→ **Short exercise 1**:
From the Prophet forecasting text, copy the passage starting at "7.2 Business justification" and ending at "library(prophet)".
→ **Short exercise 2**:
According to the Prophet forecasting text, into what components does Prophet decompose a time series?

→ **Reading text**:
Prophet decomposes a time series into trend, weekly seasonality, yearly seasonality, and event effects. It is robust to missing data and outliers and produces explicit uncertainty intervals.

7.2 Business justification

IHS HSE response capacity is finite. A weekly forecast supports proactive resourcing: scheduling investigators, briefing regional safety officers, and pre-positioning incident-response contractors for high-risk weeks.

7.3 Prophet model and 13-week forecast

Code
library(prophet)

weekly <- full_df |>
  mutate(week = floor_date(incident_date, "week", week_start = 1)) |>
  count(week) |>
  rename(ds = week, y = n)

m <- prophet(
  weekly,
  weekly.seasonality  = FALSE,   # data is weekly-aggregated; no sub-weekly info to fit
  yearly.seasonality  = FALSE,
  daily.seasonality   = FALSE,
  interval.width      = 0.80
)

future <- make_future_dataframe(m, periods = 13, freq = "week")
fcst   <- predict(m, future)

Saved entries

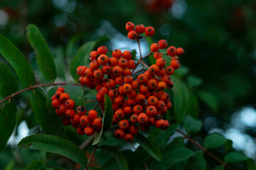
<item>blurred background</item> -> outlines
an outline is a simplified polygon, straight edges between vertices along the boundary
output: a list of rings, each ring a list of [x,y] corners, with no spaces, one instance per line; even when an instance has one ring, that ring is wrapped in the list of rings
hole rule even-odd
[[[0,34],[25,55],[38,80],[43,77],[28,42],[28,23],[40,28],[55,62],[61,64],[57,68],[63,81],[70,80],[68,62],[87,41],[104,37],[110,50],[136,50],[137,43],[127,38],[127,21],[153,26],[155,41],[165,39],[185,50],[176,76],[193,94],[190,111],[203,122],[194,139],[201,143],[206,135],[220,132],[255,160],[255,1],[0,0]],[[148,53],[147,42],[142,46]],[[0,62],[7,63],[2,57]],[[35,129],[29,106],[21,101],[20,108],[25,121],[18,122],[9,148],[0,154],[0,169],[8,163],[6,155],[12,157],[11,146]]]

==

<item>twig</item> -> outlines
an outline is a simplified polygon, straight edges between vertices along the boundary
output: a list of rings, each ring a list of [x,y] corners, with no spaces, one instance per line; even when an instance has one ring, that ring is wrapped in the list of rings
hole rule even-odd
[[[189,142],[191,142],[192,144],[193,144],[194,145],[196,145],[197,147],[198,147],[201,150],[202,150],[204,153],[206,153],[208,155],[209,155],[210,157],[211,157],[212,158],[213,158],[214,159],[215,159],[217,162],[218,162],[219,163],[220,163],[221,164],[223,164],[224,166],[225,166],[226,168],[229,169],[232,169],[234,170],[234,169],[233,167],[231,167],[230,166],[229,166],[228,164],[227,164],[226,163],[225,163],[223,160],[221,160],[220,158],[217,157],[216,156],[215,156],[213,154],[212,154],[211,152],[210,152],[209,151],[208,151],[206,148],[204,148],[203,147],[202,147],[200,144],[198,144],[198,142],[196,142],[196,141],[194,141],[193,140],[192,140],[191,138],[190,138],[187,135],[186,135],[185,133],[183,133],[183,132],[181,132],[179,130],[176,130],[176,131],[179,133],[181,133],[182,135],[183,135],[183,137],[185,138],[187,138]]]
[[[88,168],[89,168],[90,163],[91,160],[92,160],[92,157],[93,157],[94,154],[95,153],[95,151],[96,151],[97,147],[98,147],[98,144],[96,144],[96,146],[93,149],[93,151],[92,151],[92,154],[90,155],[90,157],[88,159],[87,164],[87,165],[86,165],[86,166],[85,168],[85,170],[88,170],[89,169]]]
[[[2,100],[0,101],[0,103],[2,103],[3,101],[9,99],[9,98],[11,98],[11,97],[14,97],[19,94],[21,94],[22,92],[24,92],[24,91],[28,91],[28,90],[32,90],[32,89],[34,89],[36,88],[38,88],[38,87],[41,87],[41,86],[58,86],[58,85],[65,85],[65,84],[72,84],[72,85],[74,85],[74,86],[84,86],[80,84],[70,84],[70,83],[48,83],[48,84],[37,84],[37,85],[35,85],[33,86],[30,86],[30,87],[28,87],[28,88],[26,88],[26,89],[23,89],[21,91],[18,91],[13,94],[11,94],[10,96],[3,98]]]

* * *

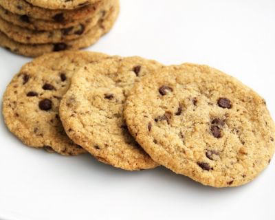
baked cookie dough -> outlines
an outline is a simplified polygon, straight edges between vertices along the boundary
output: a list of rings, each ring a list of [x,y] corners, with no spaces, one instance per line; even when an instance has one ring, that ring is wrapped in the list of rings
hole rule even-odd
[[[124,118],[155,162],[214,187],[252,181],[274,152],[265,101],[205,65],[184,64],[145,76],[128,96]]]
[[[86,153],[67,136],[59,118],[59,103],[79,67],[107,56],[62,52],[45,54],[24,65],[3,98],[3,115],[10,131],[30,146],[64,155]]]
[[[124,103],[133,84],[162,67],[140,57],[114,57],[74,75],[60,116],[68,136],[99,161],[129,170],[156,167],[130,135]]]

→ **Complete response 1**:
7.2 Business justification

IHS HSE response capacity is finite. A weekly forecast supports proactive resourcing: scheduling investigators, briefing regional safety officers, and pre-positioning incident-response contractors for high-risk weeks.

7.3 Prophet model and 13-week forecast

Code
library(prophet)

→ **Complete response 2**:
Trend, weekly seasonality, yearly seasonality, and event effects.